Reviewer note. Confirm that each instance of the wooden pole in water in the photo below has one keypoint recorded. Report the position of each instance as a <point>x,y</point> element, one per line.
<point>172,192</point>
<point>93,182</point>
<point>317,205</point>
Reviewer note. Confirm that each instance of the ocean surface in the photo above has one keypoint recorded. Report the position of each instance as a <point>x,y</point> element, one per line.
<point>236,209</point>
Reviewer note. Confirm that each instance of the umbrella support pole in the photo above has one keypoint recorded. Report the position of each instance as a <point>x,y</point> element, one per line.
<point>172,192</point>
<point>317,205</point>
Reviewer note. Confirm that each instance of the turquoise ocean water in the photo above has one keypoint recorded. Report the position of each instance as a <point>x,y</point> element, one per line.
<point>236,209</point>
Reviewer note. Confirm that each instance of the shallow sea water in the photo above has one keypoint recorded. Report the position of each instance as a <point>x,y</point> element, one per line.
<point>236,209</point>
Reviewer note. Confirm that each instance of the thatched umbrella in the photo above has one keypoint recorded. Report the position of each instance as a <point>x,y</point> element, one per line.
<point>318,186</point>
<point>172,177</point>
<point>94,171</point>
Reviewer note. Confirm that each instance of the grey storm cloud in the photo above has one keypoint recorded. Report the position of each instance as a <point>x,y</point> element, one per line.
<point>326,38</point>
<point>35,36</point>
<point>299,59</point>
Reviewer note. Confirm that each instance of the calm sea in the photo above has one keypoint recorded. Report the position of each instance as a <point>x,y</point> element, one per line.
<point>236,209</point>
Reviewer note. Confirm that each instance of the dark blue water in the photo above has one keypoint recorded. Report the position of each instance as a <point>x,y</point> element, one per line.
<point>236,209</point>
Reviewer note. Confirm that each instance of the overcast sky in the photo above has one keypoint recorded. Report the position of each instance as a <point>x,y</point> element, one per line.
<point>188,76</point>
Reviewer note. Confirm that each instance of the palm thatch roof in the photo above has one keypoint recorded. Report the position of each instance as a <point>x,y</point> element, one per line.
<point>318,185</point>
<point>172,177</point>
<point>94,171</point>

..............................

• EXERCISE DIRECTIONS: Please reproduce each record precisely as written.

• TASK RESPONSE:
Reviewer note. Confirm that each instance of the wooden pole in water in the photo below has one keypoint recorded. Report the position of each instance as a <point>x,y</point> element, one per line.
<point>172,192</point>
<point>93,182</point>
<point>317,205</point>
Reviewer note. Confirm that each instance of the ocean surface in the photo above has one keypoint recorded. Report the position of each instance as a <point>x,y</point> element, one per line.
<point>236,209</point>
Reviewer note. Confirm that each instance of the umbrella support pole in the photo above has one keypoint recorded. Report the position of each instance as a <point>x,y</point> element, one per line.
<point>172,192</point>
<point>317,205</point>
Reviewer note. Confirm that each instance of the turquoise ocean water in the photo above has one keypoint recorded. Report the position of each instance as a <point>x,y</point> element, one per line.
<point>236,209</point>
Reviewer note. Confirm that each instance of the shallow sea water in the photo above has one keypoint recorded. Report the position of each instance as a <point>x,y</point> element, one per line.
<point>236,209</point>
Reviewer note. Confirm that each instance of the thatched umbrella in the photo above has one keypoint recorded. Report the position of each instance as a <point>x,y</point> element, one per line.
<point>318,186</point>
<point>172,177</point>
<point>94,171</point>
Reviewer note. Confirm that each instance of the grey storm cloud in the photo above has one keypoint recorded. Report the position of each instance as a <point>x,y</point> element, one per line.
<point>326,38</point>
<point>35,36</point>
<point>299,59</point>
Reviewer note. Confirm that each instance of the calm sea in the photo above has one keypoint recorded. Report the position of each instance as a <point>x,y</point> element, one per line.
<point>236,209</point>
Reviewer note. Confirm that each instance of the dark blue water in the photo above has one keypoint recorded. Report the position of each instance as a <point>x,y</point> element, one per line.
<point>236,209</point>
Reviewer note. Confirm that each instance of the overcast sky in the photo above has one keypoint recorded. Report the position of each instance as a <point>x,y</point> element, one per line.
<point>188,76</point>
Reviewer note. Confirm that each instance of the palm thatch roof in the photo above has one keypoint recorded. Report the position of each instance as a <point>x,y</point> element, one per line.
<point>318,185</point>
<point>172,177</point>
<point>94,171</point>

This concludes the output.